Each line below should be set down again unchanged.

*** Opening RECORD SET ***

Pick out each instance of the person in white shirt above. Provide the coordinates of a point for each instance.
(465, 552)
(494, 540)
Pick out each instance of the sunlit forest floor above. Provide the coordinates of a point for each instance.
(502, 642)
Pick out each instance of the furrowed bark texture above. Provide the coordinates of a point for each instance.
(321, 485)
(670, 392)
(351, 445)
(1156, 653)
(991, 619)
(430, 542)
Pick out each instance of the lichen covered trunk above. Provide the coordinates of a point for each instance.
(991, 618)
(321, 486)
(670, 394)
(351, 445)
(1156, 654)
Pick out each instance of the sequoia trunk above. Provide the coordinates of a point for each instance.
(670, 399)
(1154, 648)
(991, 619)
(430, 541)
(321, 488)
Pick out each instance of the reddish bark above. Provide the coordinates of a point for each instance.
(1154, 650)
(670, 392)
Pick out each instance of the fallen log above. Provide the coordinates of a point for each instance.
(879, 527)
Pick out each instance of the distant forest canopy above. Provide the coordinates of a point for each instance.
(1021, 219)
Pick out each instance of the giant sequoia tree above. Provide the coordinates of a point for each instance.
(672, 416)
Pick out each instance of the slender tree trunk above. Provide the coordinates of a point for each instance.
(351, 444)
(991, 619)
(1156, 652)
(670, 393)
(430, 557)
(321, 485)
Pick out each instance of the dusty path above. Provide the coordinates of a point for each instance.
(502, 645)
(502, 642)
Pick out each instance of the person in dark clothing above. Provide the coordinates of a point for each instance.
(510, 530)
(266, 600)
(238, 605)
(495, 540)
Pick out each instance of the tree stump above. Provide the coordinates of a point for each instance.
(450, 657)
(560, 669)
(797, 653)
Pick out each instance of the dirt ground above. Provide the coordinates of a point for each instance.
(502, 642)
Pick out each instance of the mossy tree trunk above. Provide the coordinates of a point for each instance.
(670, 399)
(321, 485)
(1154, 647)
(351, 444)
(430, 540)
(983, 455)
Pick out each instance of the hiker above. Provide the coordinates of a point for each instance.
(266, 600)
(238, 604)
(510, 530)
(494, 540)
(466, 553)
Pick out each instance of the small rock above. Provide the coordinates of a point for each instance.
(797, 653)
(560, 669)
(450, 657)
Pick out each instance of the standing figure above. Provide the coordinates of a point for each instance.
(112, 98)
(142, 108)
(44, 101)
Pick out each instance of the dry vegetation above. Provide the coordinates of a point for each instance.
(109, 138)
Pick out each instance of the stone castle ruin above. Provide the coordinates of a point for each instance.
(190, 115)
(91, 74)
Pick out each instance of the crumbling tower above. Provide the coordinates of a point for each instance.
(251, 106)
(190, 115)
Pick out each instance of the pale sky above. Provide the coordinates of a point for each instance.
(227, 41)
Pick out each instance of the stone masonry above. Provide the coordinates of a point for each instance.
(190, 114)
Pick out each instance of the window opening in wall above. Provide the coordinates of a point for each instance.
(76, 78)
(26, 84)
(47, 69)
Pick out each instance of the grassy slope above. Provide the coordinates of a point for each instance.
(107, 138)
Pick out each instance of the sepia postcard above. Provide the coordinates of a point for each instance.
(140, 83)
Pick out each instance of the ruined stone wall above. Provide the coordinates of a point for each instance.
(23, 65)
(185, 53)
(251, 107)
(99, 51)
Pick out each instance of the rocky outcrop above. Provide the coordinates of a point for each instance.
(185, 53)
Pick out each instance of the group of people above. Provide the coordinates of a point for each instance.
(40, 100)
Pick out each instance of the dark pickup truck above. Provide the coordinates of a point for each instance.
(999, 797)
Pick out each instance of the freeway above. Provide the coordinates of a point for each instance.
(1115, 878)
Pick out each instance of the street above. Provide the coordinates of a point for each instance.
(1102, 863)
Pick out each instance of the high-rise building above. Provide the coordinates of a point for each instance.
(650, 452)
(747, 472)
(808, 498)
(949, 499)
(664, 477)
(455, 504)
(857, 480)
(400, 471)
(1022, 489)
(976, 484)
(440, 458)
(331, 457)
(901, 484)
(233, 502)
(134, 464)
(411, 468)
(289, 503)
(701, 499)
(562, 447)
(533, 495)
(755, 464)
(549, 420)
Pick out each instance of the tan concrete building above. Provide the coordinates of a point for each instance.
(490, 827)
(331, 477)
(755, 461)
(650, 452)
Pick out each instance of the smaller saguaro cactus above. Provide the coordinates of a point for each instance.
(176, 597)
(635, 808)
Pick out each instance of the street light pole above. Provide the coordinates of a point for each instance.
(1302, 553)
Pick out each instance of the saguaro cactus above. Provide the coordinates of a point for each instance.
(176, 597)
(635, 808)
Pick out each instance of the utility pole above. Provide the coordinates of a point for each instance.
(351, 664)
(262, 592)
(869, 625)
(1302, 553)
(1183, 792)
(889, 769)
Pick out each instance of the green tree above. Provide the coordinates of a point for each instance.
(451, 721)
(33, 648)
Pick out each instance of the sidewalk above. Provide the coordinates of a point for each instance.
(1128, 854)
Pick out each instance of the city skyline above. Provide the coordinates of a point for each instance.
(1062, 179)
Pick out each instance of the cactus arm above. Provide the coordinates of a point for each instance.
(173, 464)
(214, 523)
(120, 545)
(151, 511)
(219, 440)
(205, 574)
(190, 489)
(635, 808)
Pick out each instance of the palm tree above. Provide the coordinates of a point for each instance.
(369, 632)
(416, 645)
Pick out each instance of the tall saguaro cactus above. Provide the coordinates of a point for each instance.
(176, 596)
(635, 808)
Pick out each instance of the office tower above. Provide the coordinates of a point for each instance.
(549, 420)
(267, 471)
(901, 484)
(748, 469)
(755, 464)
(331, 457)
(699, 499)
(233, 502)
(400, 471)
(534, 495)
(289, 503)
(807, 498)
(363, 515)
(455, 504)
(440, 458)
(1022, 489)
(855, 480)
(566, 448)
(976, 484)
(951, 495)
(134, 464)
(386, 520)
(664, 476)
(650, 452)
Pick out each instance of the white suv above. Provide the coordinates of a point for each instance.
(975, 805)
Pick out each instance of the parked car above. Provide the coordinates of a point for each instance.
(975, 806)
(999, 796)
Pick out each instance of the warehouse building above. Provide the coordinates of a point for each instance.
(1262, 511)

*** Closing RECORD SET ***

■ EXERCISE ANSWER ■
Pick out each instance of the person in white shirt above. Provide the coordinates of a point for each instance.
(465, 552)
(494, 540)
Pick out each instance of the sunlit forest floor above. Provide the coordinates of a point for each instance.
(502, 642)
Pick out each instance of the furrowed bark texture above. Provide the coordinates of a point for each instance.
(321, 485)
(670, 392)
(351, 445)
(1156, 653)
(991, 619)
(430, 542)
Pick out each instance of the lichen covered trunk above. Provide the coordinates of a point for each instance.
(991, 618)
(321, 486)
(670, 394)
(351, 445)
(1156, 654)
Pick out each instance of the sequoia trunk above. Provide the coordinates of a point for each instance.
(670, 399)
(1154, 648)
(991, 619)
(430, 541)
(321, 488)
Pick out each instance of the reddish bark above. Provide the coordinates of a point for each instance.
(1154, 650)
(670, 392)
Pick out each instance of the fallen log above. Provide the coordinates of a point for each instance.
(879, 527)
Pick out each instance of the distant forest canopy above. Provide the coordinates of a point for each instance.
(1021, 219)
Pick out each instance of the giant sequoia tree above. Provide the coordinates of a point for each instance.
(672, 416)
Pick out each instance of the slender tree trunk above. Provide the coordinates of a point for each instance.
(351, 444)
(991, 619)
(1156, 652)
(670, 393)
(430, 557)
(321, 485)
Pick out each instance of the dusty path above. Provide the coordinates of a point for each instance.
(502, 645)
(502, 642)
Pick out each instance of the person in dark clothing above. Provide the coordinates of a point for each instance.
(510, 530)
(266, 600)
(238, 605)
(495, 540)
Pick out each instance of the tree stump above. Provide the coordinates of a point for each instance.
(450, 657)
(560, 669)
(797, 653)
Pick out each instance of the dirt ground above. Provide the coordinates of a point for each instance.
(502, 642)
Pick out each instance of the mossy tree trunk above. Provide the coordinates of a point for each instance.
(670, 399)
(321, 485)
(1154, 647)
(351, 444)
(430, 540)
(983, 455)
Pick out each instance of the hiker above. Provide the coordinates of a point for each instance.
(266, 600)
(238, 604)
(510, 530)
(494, 540)
(466, 553)
Pick out each instance of the small rock above. Provide the coordinates of a point for each instance.
(797, 653)
(560, 669)
(450, 657)
Pick out each instance of the standing figure above. Provide the coordinates of a point for each instance.
(112, 98)
(142, 108)
(44, 101)
Pick out each instance of the dry vegetation above. Provide the coordinates of a point for each instance.
(109, 138)
Pick out each instance of the stone castle ruin above. Provide the coordinates of a point for each instance.
(190, 115)
(91, 74)
Pick out each instance of the crumbling tower above. Provide the coordinates of a point for each instance.
(251, 106)
(190, 115)
Pick out each instance of the pale sky above. Provide the coordinates of a point for each instance.
(227, 41)
Pick out each instance of the stone masonry above. Provide the coordinates of a point for each instance.
(190, 114)
Pick out each instance of the window opening in wall above. Provide the coordinates of a point for each instance.
(76, 78)
(26, 84)
(47, 69)
Pick out each instance of the grassy slope above. Provide the coordinates of a point for each instance.
(107, 138)
Pick out each instance of the sepia postcard above. Provide the coordinates of a point for each instance.
(140, 83)
Pick out each instance of the ruined stone wall above. Provide the coordinates of a point for each instance.
(23, 65)
(185, 53)
(251, 107)
(99, 51)
Pick out each instance of the rocky outcrop above. Provide the coordinates of a point for each instance.
(185, 53)
Pick out each instance of the group of people above. Provide the coordinates of a point for each instance.
(40, 100)
Pick out each instance of the dark pickup truck above. Provide the coordinates of a point for each instance.
(999, 797)
Pick out each instance of the freeway above. Provide the coordinates of a point for each instance.
(1115, 878)
Pick out each instance of the street above. Provide the coordinates of a point for each instance.
(1102, 863)
Pick out each instance of the high-rise building above. Provide the coordinates of a point for each instance.
(650, 452)
(747, 472)
(808, 498)
(949, 499)
(664, 477)
(455, 504)
(857, 480)
(400, 471)
(1022, 489)
(976, 484)
(440, 458)
(331, 457)
(901, 484)
(233, 502)
(134, 464)
(411, 468)
(289, 503)
(701, 499)
(562, 447)
(533, 495)
(755, 464)
(549, 420)
Pick out each instance of the tan concrete building above. Provide the coordinates of a point for each instance.
(490, 827)
(331, 477)
(755, 461)
(650, 452)
Pick out each instance of the smaller saguaro cactus above. Provide the coordinates of a point for each instance.
(176, 597)
(635, 808)
Pick out each instance of the street light pole above. Provide the coordinates of a point for each instance.
(1302, 553)
Pick out each instance of the saguaro cactus above. Provide the coordinates of a point for each instance.
(176, 597)
(635, 808)
Pick out each instance of the utility pole above. Provide the coordinates of a point for each instance.
(351, 664)
(262, 592)
(869, 625)
(1302, 553)
(1183, 792)
(889, 769)
Pick out each instance of the green tree above. Provide the coordinates of a point for each instance.
(451, 721)
(33, 648)
Pick out each instance of the sidewalk above. Provide the coordinates of a point for each instance.
(1128, 854)
Pick out each instance of the city skyline above. Provide the coordinates of a point for each instance.
(1062, 179)
Pick out each instance of the cactus arm above. Provide the coordinates of a point for each instance.
(173, 464)
(214, 523)
(120, 545)
(151, 511)
(219, 440)
(205, 574)
(190, 489)
(635, 808)
Pick out each instance of the palm tree above. Provide the coordinates of a point for each instance.
(369, 632)
(416, 645)
Pick out each instance of the tall saguaro cactus above. Provide the coordinates of a point for each instance.
(176, 596)
(635, 808)
Pick out each instance of the office tower above. Provide the coordinates of a point for each instance.
(549, 420)
(267, 471)
(901, 484)
(748, 469)
(755, 464)
(331, 457)
(699, 499)
(233, 502)
(400, 471)
(534, 495)
(289, 503)
(807, 498)
(363, 515)
(455, 504)
(440, 458)
(1022, 489)
(855, 480)
(566, 448)
(976, 484)
(951, 495)
(134, 464)
(386, 520)
(664, 476)
(650, 452)
Pick out each instance of the white suv above. Provide the coordinates of a point for each instance.
(975, 805)
Pick out each instance of the parked car above. Provide the coordinates of a point for each instance.
(975, 806)
(999, 796)
Pick out each instance of the warehouse building above. Provide the coordinates of a point for each instance.
(1262, 511)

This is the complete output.